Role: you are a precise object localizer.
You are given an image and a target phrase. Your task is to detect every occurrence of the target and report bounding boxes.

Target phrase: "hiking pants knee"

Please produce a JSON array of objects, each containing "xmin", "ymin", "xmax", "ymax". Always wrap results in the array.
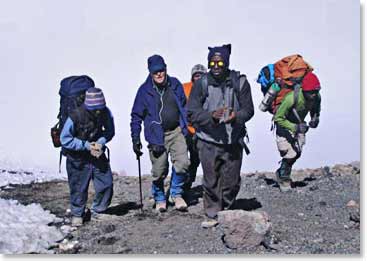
[
  {"xmin": 184, "ymin": 135, "xmax": 200, "ymax": 189},
  {"xmin": 276, "ymin": 135, "xmax": 301, "ymax": 165},
  {"xmin": 197, "ymin": 140, "xmax": 243, "ymax": 218},
  {"xmin": 149, "ymin": 127, "xmax": 190, "ymax": 202},
  {"xmin": 66, "ymin": 157, "xmax": 113, "ymax": 217}
]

■ ■ ■ ■

→ Exercise requirements
Write out the entries above line for line, without changing a word, and leave out the picture.

→ Output for this exercise
Role: you are a precise object localizer.
You are given an image and a target phrase. Your task is to detect every occurrence of the target and report bounding boxes.

Target phrase: "hiking pants knee"

Please produce a JSON array of objects, each containing "xmin", "ymin", "xmax", "ymax". Always wrap results in the array.
[
  {"xmin": 184, "ymin": 135, "xmax": 200, "ymax": 189},
  {"xmin": 276, "ymin": 135, "xmax": 301, "ymax": 165},
  {"xmin": 197, "ymin": 140, "xmax": 243, "ymax": 218},
  {"xmin": 149, "ymin": 127, "xmax": 190, "ymax": 202},
  {"xmin": 66, "ymin": 157, "xmax": 113, "ymax": 217}
]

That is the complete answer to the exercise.